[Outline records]
[start]
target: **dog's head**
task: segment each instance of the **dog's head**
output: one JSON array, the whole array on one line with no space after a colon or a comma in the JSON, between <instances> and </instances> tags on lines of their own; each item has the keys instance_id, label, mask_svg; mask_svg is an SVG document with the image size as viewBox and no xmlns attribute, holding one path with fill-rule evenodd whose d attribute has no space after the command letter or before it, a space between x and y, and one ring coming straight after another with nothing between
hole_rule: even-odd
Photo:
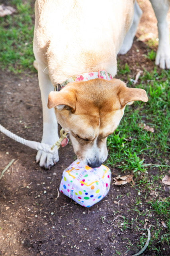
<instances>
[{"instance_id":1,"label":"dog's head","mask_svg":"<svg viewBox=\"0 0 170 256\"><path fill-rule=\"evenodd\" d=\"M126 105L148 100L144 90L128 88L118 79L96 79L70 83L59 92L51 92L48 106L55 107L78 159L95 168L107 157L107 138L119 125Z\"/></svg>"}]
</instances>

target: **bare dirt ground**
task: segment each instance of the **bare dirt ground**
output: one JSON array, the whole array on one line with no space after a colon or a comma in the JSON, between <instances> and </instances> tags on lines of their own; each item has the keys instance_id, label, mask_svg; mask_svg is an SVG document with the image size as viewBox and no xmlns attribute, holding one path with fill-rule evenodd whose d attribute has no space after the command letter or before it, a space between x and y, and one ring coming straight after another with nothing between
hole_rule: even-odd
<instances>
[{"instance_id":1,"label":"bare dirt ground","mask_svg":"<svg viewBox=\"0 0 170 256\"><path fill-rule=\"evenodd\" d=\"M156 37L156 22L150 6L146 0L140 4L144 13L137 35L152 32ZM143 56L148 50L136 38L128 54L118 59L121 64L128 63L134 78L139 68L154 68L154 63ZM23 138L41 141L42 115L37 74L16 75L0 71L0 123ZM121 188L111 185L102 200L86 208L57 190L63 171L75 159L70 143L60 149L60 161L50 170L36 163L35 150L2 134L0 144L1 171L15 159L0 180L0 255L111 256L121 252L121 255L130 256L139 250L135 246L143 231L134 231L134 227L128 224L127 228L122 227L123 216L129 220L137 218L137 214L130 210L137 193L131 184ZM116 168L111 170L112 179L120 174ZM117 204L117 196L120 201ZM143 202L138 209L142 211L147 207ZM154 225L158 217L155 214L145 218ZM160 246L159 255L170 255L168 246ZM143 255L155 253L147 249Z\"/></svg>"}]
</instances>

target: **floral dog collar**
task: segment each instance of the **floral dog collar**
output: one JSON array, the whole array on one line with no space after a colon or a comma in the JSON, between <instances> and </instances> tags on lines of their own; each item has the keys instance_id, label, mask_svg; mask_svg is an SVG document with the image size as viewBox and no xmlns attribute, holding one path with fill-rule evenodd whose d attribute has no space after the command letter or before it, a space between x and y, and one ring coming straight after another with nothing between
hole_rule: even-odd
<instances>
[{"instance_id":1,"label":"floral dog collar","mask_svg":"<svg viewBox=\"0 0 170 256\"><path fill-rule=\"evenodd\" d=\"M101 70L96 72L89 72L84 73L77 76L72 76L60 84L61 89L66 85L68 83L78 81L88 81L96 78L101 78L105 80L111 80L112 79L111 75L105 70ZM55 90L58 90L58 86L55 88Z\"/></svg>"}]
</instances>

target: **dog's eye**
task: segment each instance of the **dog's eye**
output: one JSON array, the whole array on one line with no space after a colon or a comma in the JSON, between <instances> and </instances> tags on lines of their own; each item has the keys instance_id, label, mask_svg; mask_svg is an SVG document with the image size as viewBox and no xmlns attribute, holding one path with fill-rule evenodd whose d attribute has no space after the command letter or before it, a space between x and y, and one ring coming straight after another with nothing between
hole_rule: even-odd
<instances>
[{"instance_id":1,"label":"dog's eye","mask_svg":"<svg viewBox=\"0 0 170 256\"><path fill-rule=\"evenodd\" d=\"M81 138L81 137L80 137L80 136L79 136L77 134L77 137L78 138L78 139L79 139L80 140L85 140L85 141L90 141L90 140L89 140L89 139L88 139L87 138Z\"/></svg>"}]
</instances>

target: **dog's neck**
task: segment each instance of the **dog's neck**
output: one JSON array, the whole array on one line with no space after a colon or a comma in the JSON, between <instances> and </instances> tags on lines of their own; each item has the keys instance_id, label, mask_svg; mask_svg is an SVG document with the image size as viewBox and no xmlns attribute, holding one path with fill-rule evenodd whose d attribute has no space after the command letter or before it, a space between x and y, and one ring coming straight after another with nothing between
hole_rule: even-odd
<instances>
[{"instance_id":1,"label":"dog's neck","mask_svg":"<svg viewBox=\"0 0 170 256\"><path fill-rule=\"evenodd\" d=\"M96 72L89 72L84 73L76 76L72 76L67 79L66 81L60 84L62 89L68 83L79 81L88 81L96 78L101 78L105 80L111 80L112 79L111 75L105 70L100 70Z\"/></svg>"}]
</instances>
[end]
**Problem to solve:** Make a verbatim copy of all the entries and strip out the pictures.

**Task output:**
target: **dog's head**
task: segment each instance of the **dog's head**
output: one JSON array, the whole array on one line with no space after a colon or a comma in the JSON, between <instances> and </instances> tags on lines of their own; each item has the keys instance_id, label, mask_svg; mask_svg is an SVG document with the image size as viewBox and no xmlns attribute, holding one path with fill-rule evenodd whose d attribute has no space after the command letter or before it, a space between x and y, and one ring coming straight after another with nothing between
hole_rule: even-odd
Photo:
<instances>
[{"instance_id":1,"label":"dog's head","mask_svg":"<svg viewBox=\"0 0 170 256\"><path fill-rule=\"evenodd\" d=\"M126 105L148 100L144 90L128 88L118 79L96 79L70 83L59 92L51 92L48 106L55 107L78 159L95 168L107 157L107 138L119 125Z\"/></svg>"}]
</instances>

target: **bare dirt ground**
task: segment each instance of the **bare dirt ground**
output: one JSON array, the whole array on one line with no space after a colon or a comma in the JSON, between <instances> and </instances> tags on lines of their own; each item has the keys instance_id, label, mask_svg; mask_svg is an SVG document with the image size as viewBox and no xmlns attribute, holding one path with fill-rule evenodd whose d attribute has no space after the command letter or before it, a space between x and y, and one ring coming straight after another with nothing between
hole_rule: even-odd
<instances>
[{"instance_id":1,"label":"bare dirt ground","mask_svg":"<svg viewBox=\"0 0 170 256\"><path fill-rule=\"evenodd\" d=\"M156 37L156 22L150 6L146 0L140 4L144 13L137 35L152 32ZM143 56L148 50L136 38L128 54L118 59L121 64L128 63L134 78L139 68L154 68L154 63ZM23 138L41 141L42 115L37 74L16 75L0 71L0 123ZM121 188L111 185L102 200L86 208L57 190L63 171L75 159L70 143L60 149L60 161L50 170L36 163L35 150L2 134L0 144L1 171L15 159L0 180L0 255L111 256L121 252L121 255L130 256L139 250L135 246L143 231L134 231L134 227L128 224L127 228L122 227L123 216L129 220L137 218L137 214L130 210L137 193L131 184ZM116 168L111 170L112 179L120 174ZM117 204L117 196L120 201ZM143 202L138 209L142 211L147 207ZM154 225L158 217L155 214L145 218ZM160 246L159 255L170 255L168 246ZM143 255L155 253L147 249Z\"/></svg>"}]
</instances>

target: **floral dog collar**
task: segment each instance of the **floral dog collar**
output: one JSON array, the whole array on one line with no space after a colon or a comma in the JSON, between <instances> and </instances> tags on lines of their own; each item has the keys instance_id, label, mask_svg; mask_svg is an SVG document with the image size as viewBox and no xmlns attribute, holding one path with fill-rule evenodd whose d attribute has no space after the command letter or before it, a space between x and y, and one ring coming straight after another with nothing between
hole_rule: even-odd
<instances>
[{"instance_id":1,"label":"floral dog collar","mask_svg":"<svg viewBox=\"0 0 170 256\"><path fill-rule=\"evenodd\" d=\"M101 70L96 72L89 72L84 73L77 76L72 76L60 84L61 89L66 85L68 83L78 81L88 81L96 78L101 78L105 80L111 80L112 79L111 75L105 70ZM55 90L58 90L58 86L55 88Z\"/></svg>"}]
</instances>

target: **dog's eye**
task: segment each instance of the **dog's eye**
output: one JSON array, the whole array on one line with no space after a colon or a comma in the JSON, between <instances> and </instances> tags on lines of their own; each item has the keys instance_id, label, mask_svg; mask_svg is an SVG document with the image size as viewBox and no xmlns attribute, holding one path with fill-rule evenodd whose d attribute has no space after the command letter or before it, a space between x and y, and one ring coming straight after another with nothing between
hole_rule: even-odd
<instances>
[{"instance_id":1,"label":"dog's eye","mask_svg":"<svg viewBox=\"0 0 170 256\"><path fill-rule=\"evenodd\" d=\"M81 138L81 137L80 137L80 136L79 136L77 134L77 137L78 138L78 139L79 139L80 140L85 140L85 141L90 141L90 140L89 140L89 139L88 139L87 138Z\"/></svg>"}]
</instances>

target: **dog's neck**
task: segment each instance of the **dog's neck**
output: one JSON array, the whole array on one line with no space after a colon or a comma in the JSON, between <instances> and </instances> tags on lines of their own; each item has the keys instance_id, label, mask_svg; mask_svg is an SVG document with the image size as viewBox and no xmlns attribute, holding one path with fill-rule evenodd whose d attribute has no space after the command letter or before it, a space between x and y, and one ring coming straight after another with nothing between
hole_rule: even-odd
<instances>
[{"instance_id":1,"label":"dog's neck","mask_svg":"<svg viewBox=\"0 0 170 256\"><path fill-rule=\"evenodd\" d=\"M96 72L89 72L84 73L76 76L72 76L67 79L66 81L60 84L62 89L68 83L79 81L88 81L96 78L101 78L105 80L111 80L112 79L111 75L105 70L100 70Z\"/></svg>"}]
</instances>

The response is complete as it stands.